**What you will do**. Replace "one point per instance" with "a single point for each instance" in the part that opens with the line containing "If you could mark the tower" and closes with the line containing "<point>87,69</point>", then give that part again with everything else unchanged.

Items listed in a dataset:

===

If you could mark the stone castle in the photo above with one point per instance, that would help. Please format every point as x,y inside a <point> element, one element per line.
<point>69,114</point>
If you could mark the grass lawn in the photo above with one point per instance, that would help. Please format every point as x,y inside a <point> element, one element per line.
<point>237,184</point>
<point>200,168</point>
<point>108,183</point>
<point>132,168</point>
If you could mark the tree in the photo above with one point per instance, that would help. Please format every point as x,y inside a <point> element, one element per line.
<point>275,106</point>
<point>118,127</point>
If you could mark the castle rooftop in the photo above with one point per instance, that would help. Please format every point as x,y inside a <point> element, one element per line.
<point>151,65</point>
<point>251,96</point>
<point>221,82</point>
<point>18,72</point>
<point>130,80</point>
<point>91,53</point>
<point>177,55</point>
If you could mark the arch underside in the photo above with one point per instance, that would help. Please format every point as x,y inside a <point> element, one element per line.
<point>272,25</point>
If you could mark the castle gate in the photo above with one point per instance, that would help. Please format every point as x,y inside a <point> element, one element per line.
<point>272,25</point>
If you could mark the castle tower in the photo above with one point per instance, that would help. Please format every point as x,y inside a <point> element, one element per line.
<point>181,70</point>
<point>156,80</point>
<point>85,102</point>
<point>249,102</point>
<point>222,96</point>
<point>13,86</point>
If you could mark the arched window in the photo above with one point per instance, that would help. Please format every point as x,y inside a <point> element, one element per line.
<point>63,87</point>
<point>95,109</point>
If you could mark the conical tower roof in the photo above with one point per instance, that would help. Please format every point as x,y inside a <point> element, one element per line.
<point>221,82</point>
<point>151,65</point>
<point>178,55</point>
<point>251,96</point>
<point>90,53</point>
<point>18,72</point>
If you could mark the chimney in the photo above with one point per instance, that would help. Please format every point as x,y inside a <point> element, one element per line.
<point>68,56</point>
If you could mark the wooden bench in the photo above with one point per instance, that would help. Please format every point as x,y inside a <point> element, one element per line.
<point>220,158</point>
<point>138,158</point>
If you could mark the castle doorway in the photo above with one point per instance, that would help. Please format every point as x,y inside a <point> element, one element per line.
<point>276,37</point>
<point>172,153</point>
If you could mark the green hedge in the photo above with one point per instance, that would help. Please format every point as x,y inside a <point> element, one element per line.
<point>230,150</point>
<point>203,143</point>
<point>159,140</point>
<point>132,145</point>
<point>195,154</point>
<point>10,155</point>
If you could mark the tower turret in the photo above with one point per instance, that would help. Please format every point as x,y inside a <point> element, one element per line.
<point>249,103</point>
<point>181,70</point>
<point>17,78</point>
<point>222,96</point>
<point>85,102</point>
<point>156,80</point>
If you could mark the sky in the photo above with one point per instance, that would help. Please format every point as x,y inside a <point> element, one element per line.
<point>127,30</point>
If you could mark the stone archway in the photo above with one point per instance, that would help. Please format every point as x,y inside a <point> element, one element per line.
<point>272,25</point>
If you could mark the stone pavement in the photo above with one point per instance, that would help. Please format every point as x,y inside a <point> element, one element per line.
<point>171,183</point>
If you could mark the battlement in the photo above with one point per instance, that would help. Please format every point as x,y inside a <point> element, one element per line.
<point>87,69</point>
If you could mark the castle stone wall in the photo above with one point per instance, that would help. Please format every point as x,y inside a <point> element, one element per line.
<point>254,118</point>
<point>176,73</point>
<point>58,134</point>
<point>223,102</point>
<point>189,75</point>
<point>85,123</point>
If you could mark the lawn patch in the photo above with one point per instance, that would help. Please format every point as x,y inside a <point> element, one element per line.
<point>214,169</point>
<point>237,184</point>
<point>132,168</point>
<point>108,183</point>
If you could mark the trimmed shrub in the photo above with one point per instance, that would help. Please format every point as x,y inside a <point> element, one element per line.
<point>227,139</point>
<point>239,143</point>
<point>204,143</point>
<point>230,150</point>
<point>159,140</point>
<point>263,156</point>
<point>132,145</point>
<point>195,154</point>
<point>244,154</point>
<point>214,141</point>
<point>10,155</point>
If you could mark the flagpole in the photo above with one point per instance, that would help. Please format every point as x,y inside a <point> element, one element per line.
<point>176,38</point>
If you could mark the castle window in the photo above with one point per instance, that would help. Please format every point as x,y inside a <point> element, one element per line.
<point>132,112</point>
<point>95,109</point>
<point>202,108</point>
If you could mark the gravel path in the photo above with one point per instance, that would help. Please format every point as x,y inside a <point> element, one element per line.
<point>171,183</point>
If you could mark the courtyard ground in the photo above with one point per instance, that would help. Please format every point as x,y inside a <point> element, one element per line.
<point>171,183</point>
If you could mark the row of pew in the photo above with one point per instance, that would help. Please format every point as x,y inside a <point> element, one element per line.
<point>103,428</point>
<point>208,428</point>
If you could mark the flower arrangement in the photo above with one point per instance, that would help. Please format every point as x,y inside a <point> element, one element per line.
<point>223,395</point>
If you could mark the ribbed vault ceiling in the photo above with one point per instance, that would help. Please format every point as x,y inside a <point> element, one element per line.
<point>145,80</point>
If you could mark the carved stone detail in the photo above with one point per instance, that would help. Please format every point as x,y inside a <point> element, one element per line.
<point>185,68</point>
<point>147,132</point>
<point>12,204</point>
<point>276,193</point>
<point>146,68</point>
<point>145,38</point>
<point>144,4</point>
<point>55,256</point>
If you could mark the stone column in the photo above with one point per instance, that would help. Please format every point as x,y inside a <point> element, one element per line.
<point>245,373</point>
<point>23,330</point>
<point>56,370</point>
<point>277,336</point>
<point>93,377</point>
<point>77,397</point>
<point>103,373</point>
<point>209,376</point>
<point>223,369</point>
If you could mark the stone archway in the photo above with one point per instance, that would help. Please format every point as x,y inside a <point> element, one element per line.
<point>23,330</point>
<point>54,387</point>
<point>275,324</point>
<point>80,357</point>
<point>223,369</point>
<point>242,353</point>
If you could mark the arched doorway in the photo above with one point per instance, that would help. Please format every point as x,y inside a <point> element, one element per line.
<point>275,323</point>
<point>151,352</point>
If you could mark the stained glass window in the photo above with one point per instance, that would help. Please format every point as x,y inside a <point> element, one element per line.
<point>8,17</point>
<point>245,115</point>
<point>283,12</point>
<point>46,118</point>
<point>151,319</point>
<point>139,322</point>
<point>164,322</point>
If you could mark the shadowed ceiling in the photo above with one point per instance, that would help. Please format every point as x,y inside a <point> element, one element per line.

===

**Answer below**.
If you could mark the tower turret in the photo above with a single point for each instance, that would help. Please format every point as x,y inside a <point> element, one element per line.
<point>249,103</point>
<point>181,70</point>
<point>17,78</point>
<point>222,96</point>
<point>85,102</point>
<point>156,80</point>
If you could mark the sky in the photo above with a single point for each instance, that would help. Please format every point as x,y inside a <point> element, one element per line.
<point>127,30</point>
If you could mark the stone archway in the photo above with a single point for each instance, that would help. Please format every point as x,y inside a <point> element, one element per line.
<point>272,25</point>
If you could mark the stone pavement in the photo above with a single point for each instance, that would help. Please format every point as x,y inside a <point> element, one element per line.
<point>171,183</point>
If you could mark the battlement in the photo above with a single point for each instance, that would help. Please format every point as x,y inside a <point> element, one element per line.
<point>87,69</point>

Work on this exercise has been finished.